#### EXTRACT ####
Keywords

3.1 Definitions Are Boring But Necessary

Definitions of the terms we use are necessary for effective communications. There is no right or wrong definition, only the one we choose to use. If we limit our definition of the terms “safety” and “security”, then we can effectively limit any overlap. Limited definitions, however, may also limit potential solutions to the problems. If we start from more inclusive and practical definitions, then overlap and common approaches to achieving the properties are possible.

Safety has been a part of engineering for at least 100 years and has been a concern to societies for much longer than that. Those in engineering use a precise definition of the term, while others, in social sciences, for example, tend to use much less carefully crafted definitions and sometimes change the definition depending on local context or goals. The definition of safety also differs among industries. Some limit safety and accidents to include only those events that impact on human life and injury. Commercial aviation has historically defined safety in terms of aircraft hull losses. Some industries, such as nuclear power, which have serious political concerns, have proposed politically useful definitions but ones that are almost useless in engineering design.

The most inclusive definition, started in the U.S. Defense industry after WWII, is the one used in this chapter:

Definition

Safety is freedom from accidents (losses).

Definition

An accident/mishap is any undesired or unplanned event that results in a loss, as defined by the system stakeholders.

Losses may include loss of human life or injury, equipment or property damage, environmental pollution, mission loss (non-fulfillment of mission), negative business impact (e.g., damage to reputation, product launch delay, legal entanglements), etc. There is nothing in the definition that distinguishes between inadvertent and intentional causes. In fact, the definition does not limit the causes in any way. So security is included in the definition.

The concept of a hazard is critical in safety engineering.

Definition

A hazard is a system state or set of conditions that, together with some (worst-case) environmental conditions, will lead to a loss.
####
THE EXERCISE: Please return everything in the safety definitions passage above from "The most inclusive" down to "from accidents (losses).", copied word for word.
#### INFORMATION GIVEN ####
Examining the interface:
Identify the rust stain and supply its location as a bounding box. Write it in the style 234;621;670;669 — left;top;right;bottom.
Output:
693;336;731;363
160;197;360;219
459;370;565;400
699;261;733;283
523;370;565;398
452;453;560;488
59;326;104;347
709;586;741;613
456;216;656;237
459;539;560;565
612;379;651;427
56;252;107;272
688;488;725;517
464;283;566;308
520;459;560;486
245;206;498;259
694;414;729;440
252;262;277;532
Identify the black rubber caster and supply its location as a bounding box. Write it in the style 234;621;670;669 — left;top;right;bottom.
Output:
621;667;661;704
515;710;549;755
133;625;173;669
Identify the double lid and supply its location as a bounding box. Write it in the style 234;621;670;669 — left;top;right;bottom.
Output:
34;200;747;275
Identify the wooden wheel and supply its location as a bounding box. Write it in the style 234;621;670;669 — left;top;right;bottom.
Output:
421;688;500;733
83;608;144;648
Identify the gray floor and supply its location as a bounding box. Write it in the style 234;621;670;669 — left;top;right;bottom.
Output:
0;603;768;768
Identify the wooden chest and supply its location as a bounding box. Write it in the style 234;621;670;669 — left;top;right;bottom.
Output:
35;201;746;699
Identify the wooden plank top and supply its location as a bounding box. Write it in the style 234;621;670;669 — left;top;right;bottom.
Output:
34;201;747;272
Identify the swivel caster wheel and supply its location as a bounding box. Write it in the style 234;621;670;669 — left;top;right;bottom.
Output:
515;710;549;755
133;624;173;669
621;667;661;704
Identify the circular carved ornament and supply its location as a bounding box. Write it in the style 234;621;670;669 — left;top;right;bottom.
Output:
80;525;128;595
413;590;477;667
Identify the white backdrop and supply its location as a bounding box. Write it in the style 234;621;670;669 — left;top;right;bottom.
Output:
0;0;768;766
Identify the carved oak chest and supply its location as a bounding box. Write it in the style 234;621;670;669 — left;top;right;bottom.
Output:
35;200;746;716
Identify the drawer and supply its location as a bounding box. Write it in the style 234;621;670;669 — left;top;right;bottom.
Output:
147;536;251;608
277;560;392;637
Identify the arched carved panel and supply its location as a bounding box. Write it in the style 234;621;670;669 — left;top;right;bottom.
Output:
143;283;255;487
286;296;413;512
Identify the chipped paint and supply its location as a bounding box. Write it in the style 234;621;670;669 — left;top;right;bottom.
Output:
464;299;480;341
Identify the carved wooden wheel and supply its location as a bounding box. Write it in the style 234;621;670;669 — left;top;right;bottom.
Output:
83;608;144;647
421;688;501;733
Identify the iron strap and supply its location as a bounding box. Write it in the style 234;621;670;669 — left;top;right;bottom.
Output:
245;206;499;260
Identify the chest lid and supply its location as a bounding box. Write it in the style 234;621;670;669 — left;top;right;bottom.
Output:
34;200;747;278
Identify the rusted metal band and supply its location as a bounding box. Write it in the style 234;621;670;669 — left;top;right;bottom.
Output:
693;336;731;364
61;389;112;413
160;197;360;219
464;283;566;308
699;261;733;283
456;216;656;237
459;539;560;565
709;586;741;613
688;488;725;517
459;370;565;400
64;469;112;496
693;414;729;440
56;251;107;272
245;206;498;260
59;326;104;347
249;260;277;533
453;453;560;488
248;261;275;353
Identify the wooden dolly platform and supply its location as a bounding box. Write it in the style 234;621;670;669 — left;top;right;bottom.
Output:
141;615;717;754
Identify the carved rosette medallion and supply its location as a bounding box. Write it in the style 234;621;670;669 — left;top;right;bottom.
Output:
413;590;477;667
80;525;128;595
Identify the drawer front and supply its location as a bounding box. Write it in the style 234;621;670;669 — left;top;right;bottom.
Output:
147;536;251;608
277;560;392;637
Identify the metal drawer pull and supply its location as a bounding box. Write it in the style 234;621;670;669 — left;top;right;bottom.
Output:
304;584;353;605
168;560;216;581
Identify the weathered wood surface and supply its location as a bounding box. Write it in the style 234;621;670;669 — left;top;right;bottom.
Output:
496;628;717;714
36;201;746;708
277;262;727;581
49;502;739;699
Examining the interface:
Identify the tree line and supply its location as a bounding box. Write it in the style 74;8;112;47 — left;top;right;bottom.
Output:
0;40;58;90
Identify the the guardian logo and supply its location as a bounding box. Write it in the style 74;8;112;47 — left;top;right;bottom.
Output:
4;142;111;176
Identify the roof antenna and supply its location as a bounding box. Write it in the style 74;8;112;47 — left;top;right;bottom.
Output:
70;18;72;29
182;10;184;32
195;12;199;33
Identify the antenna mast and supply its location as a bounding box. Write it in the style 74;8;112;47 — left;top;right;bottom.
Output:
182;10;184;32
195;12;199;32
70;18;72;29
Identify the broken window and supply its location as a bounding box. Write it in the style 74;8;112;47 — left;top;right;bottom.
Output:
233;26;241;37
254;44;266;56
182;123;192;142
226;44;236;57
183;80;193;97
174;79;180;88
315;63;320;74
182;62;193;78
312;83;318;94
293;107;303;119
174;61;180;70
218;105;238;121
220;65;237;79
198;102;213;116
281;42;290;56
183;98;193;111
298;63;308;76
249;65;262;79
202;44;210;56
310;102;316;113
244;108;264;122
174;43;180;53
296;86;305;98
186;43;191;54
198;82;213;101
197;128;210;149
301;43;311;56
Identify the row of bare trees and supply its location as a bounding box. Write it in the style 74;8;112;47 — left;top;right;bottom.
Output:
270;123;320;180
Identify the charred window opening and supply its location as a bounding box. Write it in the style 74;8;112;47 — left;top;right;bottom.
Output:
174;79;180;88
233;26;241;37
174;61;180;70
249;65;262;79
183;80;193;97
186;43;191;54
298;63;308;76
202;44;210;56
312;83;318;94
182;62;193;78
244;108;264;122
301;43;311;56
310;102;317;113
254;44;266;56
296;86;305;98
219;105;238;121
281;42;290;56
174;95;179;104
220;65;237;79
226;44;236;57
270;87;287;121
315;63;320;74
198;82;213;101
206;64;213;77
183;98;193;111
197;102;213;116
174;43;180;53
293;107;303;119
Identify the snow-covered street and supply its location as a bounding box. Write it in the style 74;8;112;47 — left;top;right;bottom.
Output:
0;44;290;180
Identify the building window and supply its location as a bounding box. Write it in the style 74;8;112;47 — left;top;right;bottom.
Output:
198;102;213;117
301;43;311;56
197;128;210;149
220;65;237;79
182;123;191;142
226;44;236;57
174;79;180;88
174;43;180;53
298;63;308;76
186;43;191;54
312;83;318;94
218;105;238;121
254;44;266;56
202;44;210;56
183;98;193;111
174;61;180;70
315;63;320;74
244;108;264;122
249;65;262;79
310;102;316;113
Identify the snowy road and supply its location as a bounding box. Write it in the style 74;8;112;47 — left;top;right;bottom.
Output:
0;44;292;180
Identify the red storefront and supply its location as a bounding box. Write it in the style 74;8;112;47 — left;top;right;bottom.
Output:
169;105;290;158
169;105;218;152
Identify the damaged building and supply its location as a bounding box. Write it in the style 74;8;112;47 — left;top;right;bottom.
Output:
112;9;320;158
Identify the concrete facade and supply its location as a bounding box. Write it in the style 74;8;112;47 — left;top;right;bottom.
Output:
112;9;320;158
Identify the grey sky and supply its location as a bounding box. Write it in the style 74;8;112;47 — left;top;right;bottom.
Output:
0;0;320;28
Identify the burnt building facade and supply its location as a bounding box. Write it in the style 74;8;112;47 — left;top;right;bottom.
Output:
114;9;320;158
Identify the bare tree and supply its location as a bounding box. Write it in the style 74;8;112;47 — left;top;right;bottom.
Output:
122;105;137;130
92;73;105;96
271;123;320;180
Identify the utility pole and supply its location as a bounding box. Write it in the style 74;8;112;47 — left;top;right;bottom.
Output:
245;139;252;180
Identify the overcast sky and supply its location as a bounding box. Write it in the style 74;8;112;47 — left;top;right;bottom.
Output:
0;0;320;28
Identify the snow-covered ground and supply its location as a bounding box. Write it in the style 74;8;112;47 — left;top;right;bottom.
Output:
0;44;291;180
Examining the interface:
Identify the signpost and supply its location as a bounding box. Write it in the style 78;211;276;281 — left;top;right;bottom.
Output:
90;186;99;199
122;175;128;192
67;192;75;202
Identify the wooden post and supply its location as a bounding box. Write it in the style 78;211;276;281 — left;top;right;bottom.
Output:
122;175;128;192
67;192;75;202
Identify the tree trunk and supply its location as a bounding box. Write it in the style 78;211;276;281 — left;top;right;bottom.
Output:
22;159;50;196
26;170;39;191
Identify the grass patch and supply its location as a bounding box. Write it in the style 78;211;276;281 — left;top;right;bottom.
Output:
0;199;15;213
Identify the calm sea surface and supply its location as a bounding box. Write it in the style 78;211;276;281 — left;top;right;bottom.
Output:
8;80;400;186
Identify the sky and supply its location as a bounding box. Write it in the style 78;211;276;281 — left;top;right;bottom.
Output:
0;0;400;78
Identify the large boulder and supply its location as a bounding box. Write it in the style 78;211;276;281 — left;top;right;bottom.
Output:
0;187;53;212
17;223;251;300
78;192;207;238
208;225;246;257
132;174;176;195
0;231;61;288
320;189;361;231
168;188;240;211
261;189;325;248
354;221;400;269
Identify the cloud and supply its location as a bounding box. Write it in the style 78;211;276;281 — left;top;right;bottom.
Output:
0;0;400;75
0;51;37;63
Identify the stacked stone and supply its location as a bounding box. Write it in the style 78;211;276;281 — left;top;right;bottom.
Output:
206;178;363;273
####
CORRECT OUTPUT:
The most inclusive definition, started in the U.S. Defense industry after WWII, is the one used in this chapter:

Definition

Safety is freedom from accidents (losses).